## TASK GOAL
All of the entries need to be printed again exactly; pictures are the only thing to omit.
PROVIDED DATA: Begin
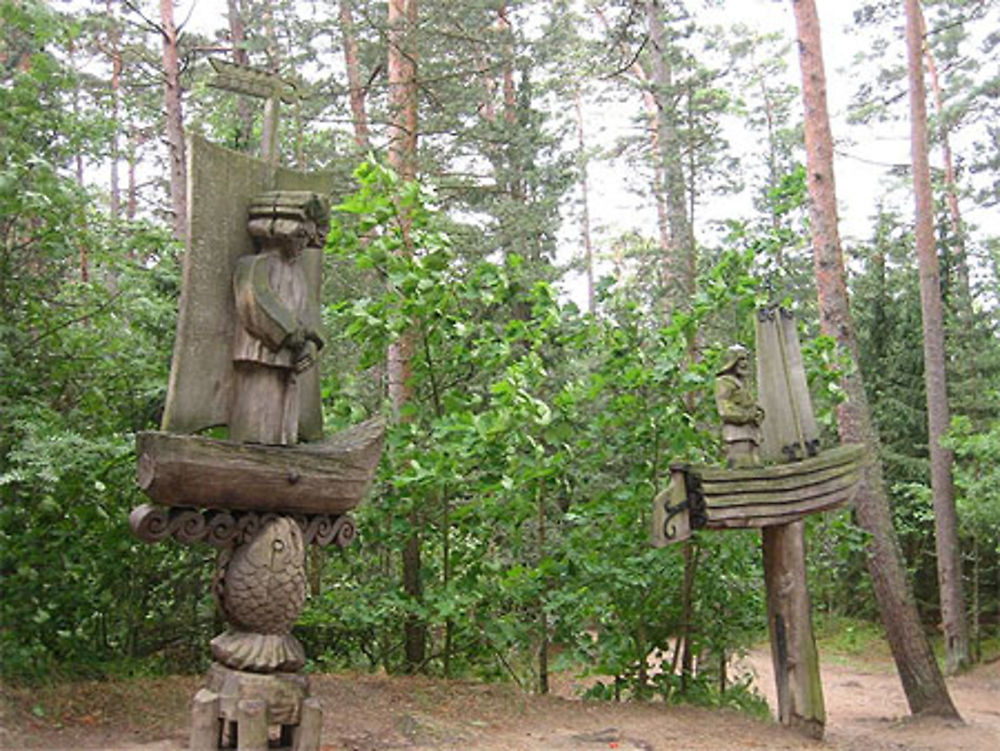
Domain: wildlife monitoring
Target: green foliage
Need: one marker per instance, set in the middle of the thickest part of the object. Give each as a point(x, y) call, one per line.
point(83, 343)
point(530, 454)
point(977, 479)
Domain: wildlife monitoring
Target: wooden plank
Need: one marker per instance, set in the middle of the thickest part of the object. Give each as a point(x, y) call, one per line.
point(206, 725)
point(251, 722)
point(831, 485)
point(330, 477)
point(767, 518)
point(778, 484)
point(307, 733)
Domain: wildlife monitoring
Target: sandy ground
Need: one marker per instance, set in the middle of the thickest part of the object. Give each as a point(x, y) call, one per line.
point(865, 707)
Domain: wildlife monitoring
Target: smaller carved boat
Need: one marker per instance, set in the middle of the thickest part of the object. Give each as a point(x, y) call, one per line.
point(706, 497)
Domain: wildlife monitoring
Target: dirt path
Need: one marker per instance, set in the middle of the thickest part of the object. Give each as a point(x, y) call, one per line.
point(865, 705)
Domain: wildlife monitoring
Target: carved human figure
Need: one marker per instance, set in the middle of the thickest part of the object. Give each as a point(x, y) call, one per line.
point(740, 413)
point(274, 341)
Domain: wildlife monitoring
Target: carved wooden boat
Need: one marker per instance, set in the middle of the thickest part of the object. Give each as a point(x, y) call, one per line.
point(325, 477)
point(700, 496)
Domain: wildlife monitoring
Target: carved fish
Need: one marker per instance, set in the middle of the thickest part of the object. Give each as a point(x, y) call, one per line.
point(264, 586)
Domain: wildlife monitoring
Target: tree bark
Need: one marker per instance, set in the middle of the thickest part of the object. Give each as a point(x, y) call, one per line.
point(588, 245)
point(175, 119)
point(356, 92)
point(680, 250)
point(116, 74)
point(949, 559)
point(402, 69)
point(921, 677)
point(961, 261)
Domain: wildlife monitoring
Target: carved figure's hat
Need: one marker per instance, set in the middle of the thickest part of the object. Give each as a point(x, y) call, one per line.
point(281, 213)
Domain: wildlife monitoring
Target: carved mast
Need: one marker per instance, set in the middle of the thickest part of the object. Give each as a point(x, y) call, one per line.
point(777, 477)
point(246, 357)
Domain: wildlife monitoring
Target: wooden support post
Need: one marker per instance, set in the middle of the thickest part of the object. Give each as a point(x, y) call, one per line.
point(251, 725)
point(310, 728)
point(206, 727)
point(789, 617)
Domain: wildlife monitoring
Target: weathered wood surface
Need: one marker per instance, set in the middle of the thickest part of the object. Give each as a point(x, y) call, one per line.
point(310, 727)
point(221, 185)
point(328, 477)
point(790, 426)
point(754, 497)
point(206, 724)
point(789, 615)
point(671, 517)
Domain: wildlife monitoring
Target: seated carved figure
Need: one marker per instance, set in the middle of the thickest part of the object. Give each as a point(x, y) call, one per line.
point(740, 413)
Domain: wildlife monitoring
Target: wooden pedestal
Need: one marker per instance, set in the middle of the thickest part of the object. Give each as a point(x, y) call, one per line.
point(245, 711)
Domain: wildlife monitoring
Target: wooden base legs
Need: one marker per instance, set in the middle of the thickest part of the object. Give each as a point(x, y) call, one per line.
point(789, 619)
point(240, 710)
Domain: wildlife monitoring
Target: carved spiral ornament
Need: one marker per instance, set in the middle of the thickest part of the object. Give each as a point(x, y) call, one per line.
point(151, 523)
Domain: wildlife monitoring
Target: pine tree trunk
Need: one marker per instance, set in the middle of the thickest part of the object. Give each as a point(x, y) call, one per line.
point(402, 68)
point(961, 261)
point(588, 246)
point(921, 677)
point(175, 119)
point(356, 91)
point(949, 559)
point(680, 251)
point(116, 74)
PROVIDED DATA: End
## EXERCISE ANSWER
Domain: wildlife monitoring
Target: green foliage
Need: one marker per instance, set in the middle of the thickest part of the object. Give each as a point(x, y) call, one per line.
point(83, 343)
point(530, 454)
point(977, 479)
Domain: wildlife monitoring
Target: wooden plank
Need: one marker per instance, set in the middle of the thickest part of the object. Give each as a point(x, y) call, one per line.
point(206, 725)
point(251, 722)
point(831, 485)
point(330, 477)
point(767, 518)
point(778, 484)
point(307, 733)
Domain: wildlife monitoring
Target: sandy ground
Need: one marker per instance, set in the middle of the thickest part of the object. Give each as a point(x, y) call, one per line.
point(865, 707)
Domain: wildlife monitoring
Target: smaller carved boat
Need: one marker per instance, set in the middle of the thickest part of the object. Give each as a point(x, y) call, one per line.
point(706, 497)
Domain: wildlife monitoring
Target: dirt path
Need: one marker per instance, set in the middle of the thickest part of the object. Give each as a point(x, y) call, one per line.
point(865, 705)
Domain: wildlife monitoring
Target: carved human figure
Need: one marker per instance, set in the middle of the thickest part of the object. Give each as a point(x, y) call, one per line.
point(740, 413)
point(274, 341)
Domain: wildlife monitoring
Target: carved wooden boat
Need: one marker per instance, set in the middle of the thickest part of the object. Give each as a point(x, y) call, one per line.
point(325, 477)
point(700, 496)
Domain: wildlife monitoring
Target: carved fish
Need: one marker per instance, set in the middle of the thickest part of the object. Give each as a point(x, y) call, one per line.
point(264, 586)
Domain: wildlife monitoring
Target: tree bark
Need: one marker per instance, set in the middle of the thickest part of the object. Give each as a point(x, y) call, one per line.
point(588, 245)
point(175, 119)
point(356, 92)
point(680, 250)
point(116, 74)
point(949, 559)
point(402, 69)
point(921, 677)
point(961, 261)
Domain: wildlife monitoring
Target: carved figure's hat
Need: one marker per instance, set in the middle of the thickest part of the object. Give each as a point(x, y) call, one per line.
point(281, 213)
Domain: wildlife monitoring
Target: carved mast
Need: one marker per instance, set in the middle of the thickest part of the object. Give each as a point(x, y) call, one per line.
point(777, 477)
point(246, 357)
Domain: wildlife monitoring
Target: wooden support post
Need: one marker per instance, set in the middle of the thickest part of the object. Give each as a point(x, y) call, one per line.
point(251, 725)
point(310, 728)
point(206, 727)
point(789, 617)
Domain: wildlife monitoring
Target: weathered wood surface
Need: one marker per instance, set in the middle of the thickest part of the object. Give each as a point(x, y) call, one per line.
point(310, 727)
point(221, 185)
point(328, 477)
point(790, 426)
point(754, 497)
point(206, 724)
point(789, 615)
point(671, 517)
Domain: wildlife monitoring
Target: seated carved figure
Need: one marker per instance, set in the middle of the thickest part of the object. Give each as a point(x, y) call, one per line.
point(740, 413)
Domain: wildlife monitoring
Target: wooden pedestal
Need: one marker per instance, set in the middle of the thickest part of the object. Give each as a point(x, y) call, one per line.
point(245, 711)
Domain: wildlife monitoring
Target: wooden base legs
Need: one marker per instance, set in the middle of the thickest part of the object. Give each as a point(x, y) call, one per line.
point(789, 619)
point(240, 710)
Domain: wildlife monitoring
Target: carved spiral ornament
Need: one marker per instance, set in the middle of the thickest part of the object. Give each as a point(x, y) call, one per line.
point(151, 523)
Domain: wildlife monitoring
Target: pine tree trunk
Need: one marker per instance, set in the middle of the thickest part of the object. Give each as a point(x, y) call, one per line.
point(402, 68)
point(961, 261)
point(588, 246)
point(921, 677)
point(175, 119)
point(356, 91)
point(949, 559)
point(680, 251)
point(116, 74)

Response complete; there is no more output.